B.M.E, University of Mount Union
M.M., Cleveland Institute of Music, Case Western Reserve University
An illustrious career of 692 performances on the stage of The Metropolitan Opera might not have been the future of Eduardo Valdes ’83 had it not been for Mount Union’s International Concert Tour.
Valdes, a solo principal artist at The Met for 26 years, was intending to follow a career in medicine in his native Puerto Rico while using music as a therapy of sorts. He was part of a choir that volunteered to help the Mount Union Concert Choir while they were on tour in Puerto Rico in 1979 when he met Dr. Gordon Brock, who heard him sing and encouraged him to audition.
From that point on, Valdes knew that, with hard work, he could make his passion into a career. He offered his vocal and percussion talents to six different ensembles during his time on campus, while also performing in two theatre productions. That level of co-curricular involvement prepared him for the demands of his professional career while offering plenty of great opportunities.
“There are so, so many great memories it is hard to pick just one,” Valdes said. “Mount Union was the perfect environment for me, and you don’t often realize how special your experience was until you graduate and leave.”
Upon graduating, Valdes went on to earn a master’s degree from the Cleveland Institute of Music at Case Western Reserve University. He credits his Mount Union education as a foundation for success in a rigorous program.

-- -- --

The task. According to the profile of Eduardo Valdes, how many performances did he give on the stage of The Metropolitan Opera? The listing that comes next is not needed for anything here.

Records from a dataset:
-- -- --

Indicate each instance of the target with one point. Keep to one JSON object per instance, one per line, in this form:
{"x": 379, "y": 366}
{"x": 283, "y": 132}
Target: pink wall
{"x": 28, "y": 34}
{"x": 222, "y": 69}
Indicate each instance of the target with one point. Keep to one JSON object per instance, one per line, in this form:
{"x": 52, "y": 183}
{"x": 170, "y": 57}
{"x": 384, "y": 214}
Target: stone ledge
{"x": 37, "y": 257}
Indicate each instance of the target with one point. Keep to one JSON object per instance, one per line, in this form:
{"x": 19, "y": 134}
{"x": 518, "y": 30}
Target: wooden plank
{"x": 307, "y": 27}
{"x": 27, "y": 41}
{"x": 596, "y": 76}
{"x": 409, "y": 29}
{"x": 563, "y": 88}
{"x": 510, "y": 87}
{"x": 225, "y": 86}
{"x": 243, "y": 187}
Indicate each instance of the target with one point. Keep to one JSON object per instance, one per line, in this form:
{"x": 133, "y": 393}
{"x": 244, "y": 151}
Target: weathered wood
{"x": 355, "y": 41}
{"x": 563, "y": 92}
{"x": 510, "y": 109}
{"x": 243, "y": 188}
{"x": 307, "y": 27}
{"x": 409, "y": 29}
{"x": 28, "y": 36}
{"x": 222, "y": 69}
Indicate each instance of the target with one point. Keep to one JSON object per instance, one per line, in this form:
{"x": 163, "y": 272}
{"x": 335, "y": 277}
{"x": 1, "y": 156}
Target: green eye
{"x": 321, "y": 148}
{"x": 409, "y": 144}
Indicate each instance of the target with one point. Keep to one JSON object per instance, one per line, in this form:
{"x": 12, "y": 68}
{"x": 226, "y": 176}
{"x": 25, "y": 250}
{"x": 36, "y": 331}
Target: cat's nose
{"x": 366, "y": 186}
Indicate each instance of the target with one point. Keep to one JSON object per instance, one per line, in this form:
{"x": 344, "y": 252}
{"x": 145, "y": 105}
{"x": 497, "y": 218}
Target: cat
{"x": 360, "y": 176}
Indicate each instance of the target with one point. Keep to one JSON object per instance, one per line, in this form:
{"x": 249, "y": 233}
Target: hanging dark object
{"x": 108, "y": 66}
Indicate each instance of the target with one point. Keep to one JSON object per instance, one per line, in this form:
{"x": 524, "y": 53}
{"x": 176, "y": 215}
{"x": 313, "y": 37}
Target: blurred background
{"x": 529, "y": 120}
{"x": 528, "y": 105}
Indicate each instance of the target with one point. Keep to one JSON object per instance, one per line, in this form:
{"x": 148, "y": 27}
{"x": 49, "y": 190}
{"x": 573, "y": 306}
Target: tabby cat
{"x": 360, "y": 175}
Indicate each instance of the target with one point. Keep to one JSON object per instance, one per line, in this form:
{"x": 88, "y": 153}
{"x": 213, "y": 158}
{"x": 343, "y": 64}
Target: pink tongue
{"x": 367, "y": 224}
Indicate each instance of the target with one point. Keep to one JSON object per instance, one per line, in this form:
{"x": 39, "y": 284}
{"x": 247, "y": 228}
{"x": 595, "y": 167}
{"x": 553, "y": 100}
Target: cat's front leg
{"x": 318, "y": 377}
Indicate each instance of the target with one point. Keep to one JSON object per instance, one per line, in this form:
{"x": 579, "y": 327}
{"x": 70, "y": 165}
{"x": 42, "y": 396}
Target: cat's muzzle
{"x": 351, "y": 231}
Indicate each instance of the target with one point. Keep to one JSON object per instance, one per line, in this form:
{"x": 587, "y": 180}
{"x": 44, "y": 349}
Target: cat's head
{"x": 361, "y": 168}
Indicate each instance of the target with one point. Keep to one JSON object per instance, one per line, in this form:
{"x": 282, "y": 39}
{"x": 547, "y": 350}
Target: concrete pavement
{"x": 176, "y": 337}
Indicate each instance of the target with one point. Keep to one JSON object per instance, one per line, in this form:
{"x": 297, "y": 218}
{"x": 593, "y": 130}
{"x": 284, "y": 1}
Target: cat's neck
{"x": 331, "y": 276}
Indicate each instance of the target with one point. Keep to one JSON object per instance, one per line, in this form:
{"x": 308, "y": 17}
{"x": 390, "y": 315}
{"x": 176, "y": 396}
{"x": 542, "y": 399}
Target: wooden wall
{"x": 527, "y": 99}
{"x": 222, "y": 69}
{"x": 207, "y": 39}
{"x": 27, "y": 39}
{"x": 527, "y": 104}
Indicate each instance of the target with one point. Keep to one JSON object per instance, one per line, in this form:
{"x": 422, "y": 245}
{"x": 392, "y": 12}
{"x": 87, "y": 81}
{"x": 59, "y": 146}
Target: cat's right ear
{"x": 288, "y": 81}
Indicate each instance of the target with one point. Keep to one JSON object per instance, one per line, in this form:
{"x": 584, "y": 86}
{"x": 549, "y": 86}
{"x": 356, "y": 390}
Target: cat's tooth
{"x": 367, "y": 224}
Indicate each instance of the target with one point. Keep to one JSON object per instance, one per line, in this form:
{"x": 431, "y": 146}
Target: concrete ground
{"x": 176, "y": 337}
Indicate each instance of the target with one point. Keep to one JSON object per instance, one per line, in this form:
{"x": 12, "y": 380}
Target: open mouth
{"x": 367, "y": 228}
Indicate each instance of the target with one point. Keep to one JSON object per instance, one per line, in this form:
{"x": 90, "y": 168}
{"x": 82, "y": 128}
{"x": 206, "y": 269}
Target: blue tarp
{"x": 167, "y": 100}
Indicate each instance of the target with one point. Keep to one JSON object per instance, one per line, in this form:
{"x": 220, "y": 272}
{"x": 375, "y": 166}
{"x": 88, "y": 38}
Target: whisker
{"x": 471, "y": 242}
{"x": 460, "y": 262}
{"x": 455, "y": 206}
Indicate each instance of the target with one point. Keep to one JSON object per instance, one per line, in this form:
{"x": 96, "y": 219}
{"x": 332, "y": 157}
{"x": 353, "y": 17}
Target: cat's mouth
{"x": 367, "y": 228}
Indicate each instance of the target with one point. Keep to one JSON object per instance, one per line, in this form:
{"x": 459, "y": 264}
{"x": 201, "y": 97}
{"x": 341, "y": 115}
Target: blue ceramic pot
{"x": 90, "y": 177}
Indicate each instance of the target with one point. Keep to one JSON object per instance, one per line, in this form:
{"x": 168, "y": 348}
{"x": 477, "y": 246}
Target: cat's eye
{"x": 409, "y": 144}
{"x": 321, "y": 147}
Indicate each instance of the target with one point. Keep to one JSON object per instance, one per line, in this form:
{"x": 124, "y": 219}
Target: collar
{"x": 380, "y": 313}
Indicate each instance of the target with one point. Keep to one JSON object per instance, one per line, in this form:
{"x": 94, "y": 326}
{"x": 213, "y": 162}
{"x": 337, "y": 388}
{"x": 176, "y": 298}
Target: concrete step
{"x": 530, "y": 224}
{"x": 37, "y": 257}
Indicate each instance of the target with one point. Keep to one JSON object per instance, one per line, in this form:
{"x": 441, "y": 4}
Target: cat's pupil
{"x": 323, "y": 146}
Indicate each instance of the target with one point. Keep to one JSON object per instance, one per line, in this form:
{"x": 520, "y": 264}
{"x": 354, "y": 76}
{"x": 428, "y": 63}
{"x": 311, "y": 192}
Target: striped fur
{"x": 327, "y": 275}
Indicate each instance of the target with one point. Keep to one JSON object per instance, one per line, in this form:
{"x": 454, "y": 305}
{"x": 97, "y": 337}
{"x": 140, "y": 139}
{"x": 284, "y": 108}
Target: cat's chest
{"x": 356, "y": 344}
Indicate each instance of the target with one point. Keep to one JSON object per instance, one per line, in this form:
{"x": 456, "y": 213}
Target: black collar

-- -- --

Result. He gave 692 performances on the stage of The Metropolitan Opera.